**Work task**
All lines from the one holding "Where can the tarp-covered" down to the last line of the entries are to be reproduced exactly, with no other lines.

Excerpts from a dataset:

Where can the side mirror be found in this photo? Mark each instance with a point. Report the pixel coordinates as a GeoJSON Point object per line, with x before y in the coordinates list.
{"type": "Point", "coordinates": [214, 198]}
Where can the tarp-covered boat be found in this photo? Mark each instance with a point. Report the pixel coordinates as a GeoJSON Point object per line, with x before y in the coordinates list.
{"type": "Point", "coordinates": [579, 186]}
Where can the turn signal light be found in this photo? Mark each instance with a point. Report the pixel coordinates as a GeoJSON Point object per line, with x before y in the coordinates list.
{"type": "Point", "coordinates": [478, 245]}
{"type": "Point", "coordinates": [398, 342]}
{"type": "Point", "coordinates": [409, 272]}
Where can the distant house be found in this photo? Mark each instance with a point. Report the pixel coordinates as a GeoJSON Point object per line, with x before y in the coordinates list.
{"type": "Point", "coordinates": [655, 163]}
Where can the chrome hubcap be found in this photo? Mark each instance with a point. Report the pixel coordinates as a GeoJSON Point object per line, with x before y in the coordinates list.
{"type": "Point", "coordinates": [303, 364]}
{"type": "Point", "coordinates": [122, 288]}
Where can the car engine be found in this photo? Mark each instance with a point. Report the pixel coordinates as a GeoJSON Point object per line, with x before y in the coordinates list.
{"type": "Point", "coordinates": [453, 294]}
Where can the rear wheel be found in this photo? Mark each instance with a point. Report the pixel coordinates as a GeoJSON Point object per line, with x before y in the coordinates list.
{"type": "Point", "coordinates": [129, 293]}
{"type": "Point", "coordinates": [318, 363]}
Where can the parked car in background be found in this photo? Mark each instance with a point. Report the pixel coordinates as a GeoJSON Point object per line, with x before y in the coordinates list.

**Answer to this task**
Where can the tarp-covered boat be found in this photo? Mark each instance with a point. Report the pixel coordinates as a GeoJSON Point object per line, with x before y in the coordinates list.
{"type": "Point", "coordinates": [579, 186]}
Where can the turn signal light be found in this photo? Mark each instance with a point. Report the pixel coordinates as a GeoJSON Point object per line, with x before y in the coordinates list.
{"type": "Point", "coordinates": [478, 245]}
{"type": "Point", "coordinates": [398, 342]}
{"type": "Point", "coordinates": [409, 272]}
Where can the distant house be found in this photo? Mark each instance with a point. Report the pixel coordinates as a GeoJSON Point object per line, with x before y in the coordinates list.
{"type": "Point", "coordinates": [655, 163]}
Where can the chrome hubcap be found in this photo? Mark each instance with a point. Report the pixel coordinates as a GeoJSON Point object per line, with x before y in the coordinates list.
{"type": "Point", "coordinates": [303, 364]}
{"type": "Point", "coordinates": [122, 288]}
Where can the car engine be found in this photo? Mark each instance with a point. Report the pixel coordinates as a GeoJSON Point object per line, with x before y in the coordinates list.
{"type": "Point", "coordinates": [453, 294]}
Where can the rear wheel be found in this photo? Mark each instance with a point. Report the pixel coordinates as a GeoJSON Point object per line, with x before y in the coordinates list.
{"type": "Point", "coordinates": [129, 293]}
{"type": "Point", "coordinates": [318, 363]}
Where can the parked car in background be found in this photo? Mark each instance with a point. Report the pixel coordinates as a GeoJSON Point object per line, with x before y in the coordinates list.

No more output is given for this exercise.